■ **What the exercise asks**: Would you restate the data exactly as given?

■ **Data under study**:

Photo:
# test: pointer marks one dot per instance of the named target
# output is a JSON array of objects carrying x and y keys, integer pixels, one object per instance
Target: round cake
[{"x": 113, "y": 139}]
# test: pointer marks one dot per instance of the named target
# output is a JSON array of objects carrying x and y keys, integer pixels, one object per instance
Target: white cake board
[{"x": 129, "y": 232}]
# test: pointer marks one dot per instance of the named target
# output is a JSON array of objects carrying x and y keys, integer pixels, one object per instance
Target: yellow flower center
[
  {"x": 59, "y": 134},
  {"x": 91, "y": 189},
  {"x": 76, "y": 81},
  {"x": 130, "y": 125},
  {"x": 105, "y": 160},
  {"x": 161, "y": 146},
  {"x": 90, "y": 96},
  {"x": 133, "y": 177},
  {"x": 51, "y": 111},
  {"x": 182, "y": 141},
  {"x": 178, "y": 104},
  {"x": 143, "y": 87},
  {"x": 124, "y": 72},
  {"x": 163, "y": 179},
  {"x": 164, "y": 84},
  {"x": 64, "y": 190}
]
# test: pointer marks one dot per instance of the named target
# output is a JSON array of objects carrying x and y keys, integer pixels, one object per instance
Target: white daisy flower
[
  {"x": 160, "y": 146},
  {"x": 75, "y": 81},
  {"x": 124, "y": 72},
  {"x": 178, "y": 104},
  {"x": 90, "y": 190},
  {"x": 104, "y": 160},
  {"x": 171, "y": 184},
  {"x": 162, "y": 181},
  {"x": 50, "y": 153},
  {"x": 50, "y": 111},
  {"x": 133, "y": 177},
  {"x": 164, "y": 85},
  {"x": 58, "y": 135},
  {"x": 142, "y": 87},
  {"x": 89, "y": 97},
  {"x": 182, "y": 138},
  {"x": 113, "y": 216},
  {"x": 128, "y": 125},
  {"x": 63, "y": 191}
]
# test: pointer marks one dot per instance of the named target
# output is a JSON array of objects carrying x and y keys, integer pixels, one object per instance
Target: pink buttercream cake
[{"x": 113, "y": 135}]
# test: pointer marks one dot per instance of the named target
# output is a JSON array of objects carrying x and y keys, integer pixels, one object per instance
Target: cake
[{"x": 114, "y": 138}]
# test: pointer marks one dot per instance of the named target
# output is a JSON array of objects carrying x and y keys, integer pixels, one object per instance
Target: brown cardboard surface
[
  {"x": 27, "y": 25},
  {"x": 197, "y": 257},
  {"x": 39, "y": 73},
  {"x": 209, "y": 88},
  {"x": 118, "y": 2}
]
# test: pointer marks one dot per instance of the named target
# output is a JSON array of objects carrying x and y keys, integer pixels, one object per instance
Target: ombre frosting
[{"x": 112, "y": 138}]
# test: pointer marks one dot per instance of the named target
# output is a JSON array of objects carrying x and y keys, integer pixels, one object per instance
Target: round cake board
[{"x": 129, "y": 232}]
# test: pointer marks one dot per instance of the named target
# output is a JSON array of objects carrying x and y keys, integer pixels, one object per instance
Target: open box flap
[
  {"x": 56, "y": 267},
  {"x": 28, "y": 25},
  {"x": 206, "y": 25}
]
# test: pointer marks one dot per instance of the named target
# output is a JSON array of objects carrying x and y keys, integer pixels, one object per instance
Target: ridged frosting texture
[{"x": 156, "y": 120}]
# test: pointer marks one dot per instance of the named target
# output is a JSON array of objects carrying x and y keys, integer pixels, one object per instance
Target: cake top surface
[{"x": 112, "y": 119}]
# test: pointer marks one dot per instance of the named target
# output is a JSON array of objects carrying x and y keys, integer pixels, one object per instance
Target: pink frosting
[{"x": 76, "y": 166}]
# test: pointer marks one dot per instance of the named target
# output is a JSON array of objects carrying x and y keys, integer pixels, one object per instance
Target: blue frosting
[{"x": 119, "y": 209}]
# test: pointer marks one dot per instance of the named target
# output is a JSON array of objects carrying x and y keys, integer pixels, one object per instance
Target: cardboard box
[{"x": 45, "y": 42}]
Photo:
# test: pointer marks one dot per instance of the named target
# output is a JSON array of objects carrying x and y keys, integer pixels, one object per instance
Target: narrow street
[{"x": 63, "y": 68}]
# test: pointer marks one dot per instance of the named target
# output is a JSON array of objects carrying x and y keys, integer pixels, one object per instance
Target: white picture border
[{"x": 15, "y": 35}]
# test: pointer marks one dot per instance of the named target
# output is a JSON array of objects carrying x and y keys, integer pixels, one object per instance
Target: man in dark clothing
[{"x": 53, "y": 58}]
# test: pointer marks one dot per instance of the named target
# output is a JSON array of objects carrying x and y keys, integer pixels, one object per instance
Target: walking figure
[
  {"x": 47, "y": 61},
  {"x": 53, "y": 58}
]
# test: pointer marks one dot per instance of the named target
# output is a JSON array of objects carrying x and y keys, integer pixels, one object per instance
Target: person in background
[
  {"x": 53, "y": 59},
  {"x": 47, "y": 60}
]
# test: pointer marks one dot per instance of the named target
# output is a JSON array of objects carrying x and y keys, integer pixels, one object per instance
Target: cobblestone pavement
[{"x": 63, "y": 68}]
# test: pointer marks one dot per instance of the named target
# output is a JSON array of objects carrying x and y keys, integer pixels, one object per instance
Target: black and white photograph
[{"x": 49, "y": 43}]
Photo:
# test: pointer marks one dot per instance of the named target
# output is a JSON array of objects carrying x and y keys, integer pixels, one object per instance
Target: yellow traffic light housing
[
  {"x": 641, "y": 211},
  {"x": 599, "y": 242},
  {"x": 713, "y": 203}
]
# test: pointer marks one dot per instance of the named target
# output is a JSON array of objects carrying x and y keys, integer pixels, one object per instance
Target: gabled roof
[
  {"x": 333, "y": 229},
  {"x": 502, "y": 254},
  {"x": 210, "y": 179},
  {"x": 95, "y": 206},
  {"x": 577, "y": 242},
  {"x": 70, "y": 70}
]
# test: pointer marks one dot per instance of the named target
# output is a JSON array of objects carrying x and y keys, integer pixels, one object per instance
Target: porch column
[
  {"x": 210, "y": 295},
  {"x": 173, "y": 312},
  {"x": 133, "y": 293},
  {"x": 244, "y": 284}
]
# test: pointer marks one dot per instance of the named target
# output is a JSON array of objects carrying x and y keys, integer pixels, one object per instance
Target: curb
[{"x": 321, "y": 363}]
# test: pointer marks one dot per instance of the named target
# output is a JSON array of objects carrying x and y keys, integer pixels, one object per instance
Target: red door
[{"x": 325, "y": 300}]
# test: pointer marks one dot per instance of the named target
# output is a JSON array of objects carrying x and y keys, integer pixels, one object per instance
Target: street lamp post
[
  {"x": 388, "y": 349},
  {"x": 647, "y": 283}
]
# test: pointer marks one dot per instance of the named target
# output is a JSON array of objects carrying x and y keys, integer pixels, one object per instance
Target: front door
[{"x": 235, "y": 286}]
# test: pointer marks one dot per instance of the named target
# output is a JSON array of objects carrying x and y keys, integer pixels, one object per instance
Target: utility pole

■ **Response area**:
Photo:
# test: pointer marks one dot per instance of the named target
# output is a JSON array of objects carrying x and y keys, integer pixels, one object per instance
Target: round cake
[{"x": 113, "y": 139}]
# test: pointer marks one dot per instance of the named target
# output is a JSON array of objects carrying x and y keys, integer pixels, one object per instance
Target: white cake board
[{"x": 129, "y": 232}]
# test: pointer marks one dot per instance of the named target
# output is a JSON array of objects carrying x and y keys, integer pixels, one object per instance
Target: yellow flower center
[
  {"x": 59, "y": 134},
  {"x": 91, "y": 189},
  {"x": 76, "y": 81},
  {"x": 130, "y": 125},
  {"x": 105, "y": 160},
  {"x": 161, "y": 146},
  {"x": 90, "y": 96},
  {"x": 133, "y": 177},
  {"x": 51, "y": 111},
  {"x": 182, "y": 141},
  {"x": 178, "y": 104},
  {"x": 143, "y": 87},
  {"x": 124, "y": 72},
  {"x": 163, "y": 179},
  {"x": 164, "y": 84},
  {"x": 64, "y": 190}
]
# test: pointer marks one dot per instance of the named target
# output is a JSON array of objects carrying x and y keys, integer pixels, one object per instance
Target: white daisy flower
[
  {"x": 160, "y": 146},
  {"x": 75, "y": 81},
  {"x": 124, "y": 72},
  {"x": 178, "y": 104},
  {"x": 90, "y": 190},
  {"x": 104, "y": 160},
  {"x": 171, "y": 184},
  {"x": 162, "y": 181},
  {"x": 50, "y": 153},
  {"x": 50, "y": 111},
  {"x": 133, "y": 177},
  {"x": 164, "y": 85},
  {"x": 58, "y": 135},
  {"x": 142, "y": 87},
  {"x": 89, "y": 97},
  {"x": 182, "y": 138},
  {"x": 113, "y": 216},
  {"x": 128, "y": 125},
  {"x": 63, "y": 191}
]
# test: pointer marks one dot per instance of the named target
# output is a JSON array of objects carrying x and y keys, integer pixels, one object per instance
Target: pink buttercream cake
[{"x": 113, "y": 135}]
# test: pointer marks one dot per instance of the named target
# output is a JSON array of objects carrying x and y keys, integer pixels, one object per instance
Target: cake
[{"x": 114, "y": 138}]
# test: pointer marks one dot per instance of the named target
# output is a JSON array of objects carrying x and y keys, integer pixels, one object per instance
Target: brown cardboard surface
[
  {"x": 27, "y": 25},
  {"x": 197, "y": 257},
  {"x": 39, "y": 73},
  {"x": 209, "y": 88},
  {"x": 118, "y": 2}
]
# test: pointer marks one dot per instance of the named target
# output is a JSON array of objects carrying x and y keys, integer pixels, one object per instance
Target: ombre frosting
[{"x": 112, "y": 138}]
# test: pointer marks one dot per instance of the named target
# output is a JSON array of objects carrying x and y keys, integer pixels, one object per instance
Target: round cake board
[{"x": 129, "y": 232}]
# test: pointer marks one dot per instance of the named target
# output is a JSON array of objects carrying x and y keys, integer pixels, one object per instance
Target: open box flap
[
  {"x": 56, "y": 267},
  {"x": 28, "y": 25},
  {"x": 206, "y": 25}
]
# test: pointer marks one dot per instance of the named target
# output is a JSON array of objects carrying x and y keys, integer pixels, one object per instance
Target: ridged frosting texture
[{"x": 156, "y": 120}]
# test: pointer marks one dot per instance of the named target
# output is a JSON array of objects carrying x and y keys, integer pixels, one object per instance
Target: cake top surface
[{"x": 112, "y": 119}]
# test: pointer marks one dot per instance of the named target
# output is a JSON array of objects carrying x and y keys, integer pixels, one object per instance
Target: pink frosting
[{"x": 76, "y": 166}]
# test: pointer marks one dot per instance of the named target
# output is a JSON array of objects carrying x and y keys, integer pixels, one object per instance
Target: blue frosting
[{"x": 119, "y": 209}]
# test: pointer marks one dot per instance of the named target
# output is a JSON array of objects carrying x and y keys, integer pixels, one object per instance
Target: cardboard box
[{"x": 45, "y": 42}]
Photo:
# test: pointer marks one dot per instance of the named target
# output is a JSON array of objects carrying x and y keys, integer pixels, one object per instance
Target: narrow street
[{"x": 63, "y": 68}]
# test: pointer marks one dot per instance of the named target
# output is a JSON array of objects carrying x and y keys, integer pixels, one object per instance
Target: white picture border
[{"x": 15, "y": 35}]
# test: pointer marks one dot per instance of the named target
# output is a JSON array of objects carrying x and y keys, integer pixels, one object per instance
Target: man in dark clothing
[{"x": 53, "y": 58}]
# test: pointer marks one dot per instance of the named target
# output is a JSON array of objects carrying x and y keys, integer pixels, one object per instance
Target: walking figure
[
  {"x": 47, "y": 61},
  {"x": 53, "y": 58}
]
# test: pointer marks one dot per instance of the named target
# output is a JSON array of objects carrying x and y keys, integer pixels, one object per instance
Target: person in background
[
  {"x": 53, "y": 59},
  {"x": 47, "y": 60}
]
# test: pointer marks one dot per instance of the named target
# output is a JSON array of objects carrying x and y keys, integer pixels, one object per instance
Target: cobblestone pavement
[{"x": 63, "y": 68}]
# test: pointer marks one dot per instance of the named target
# output is a JSON array of objects carrying x and y keys, integer pixels, one object per instance
Target: black and white photograph
[{"x": 49, "y": 43}]
Photo:
# test: pointer marks one dot per instance of the named target
# output is a JSON array of objects carrying x and y keys, integer pixels, one object per instance
Target: yellow traffic light housing
[
  {"x": 641, "y": 211},
  {"x": 599, "y": 242},
  {"x": 713, "y": 203}
]
# test: pointer marks one dot per instance of the named target
# output is a JSON array of objects carrying x and y keys, integer pixels, one object per instance
Target: gabled roof
[
  {"x": 333, "y": 229},
  {"x": 502, "y": 254},
  {"x": 210, "y": 179},
  {"x": 95, "y": 206},
  {"x": 577, "y": 242},
  {"x": 70, "y": 70}
]
# test: pointer marks one dot per instance of the named target
# output is a JSON array of objects carrying x and y keys, integer pixels, one object per instance
Target: porch column
[
  {"x": 210, "y": 295},
  {"x": 173, "y": 312},
  {"x": 133, "y": 293},
  {"x": 244, "y": 284}
]
# test: pointer marks one dot per instance of the named target
# output is a JSON array of objects carrying x and y keys, integer pixels, one object per instance
Target: curb
[{"x": 321, "y": 363}]
# test: pointer marks one dot per instance of the named target
# output is a JSON array of objects carrying x and y keys, integer pixels, one object per instance
Target: red door
[{"x": 325, "y": 300}]
# test: pointer marks one dot per instance of the named target
# output is a JSON array of objects carrying x and y keys, integer pixels, one object per instance
Target: street lamp post
[
  {"x": 388, "y": 349},
  {"x": 647, "y": 283}
]
# test: pointer marks one dot per instance of the named target
# output is a JSON array of objects carrying x and y keys, integer pixels, one object per instance
Target: front door
[{"x": 235, "y": 286}]
# test: pointer marks one dot per instance of the named target
# output is a JSON array of objects carrying x and y keys, integer pixels, one object per instance
Target: utility pole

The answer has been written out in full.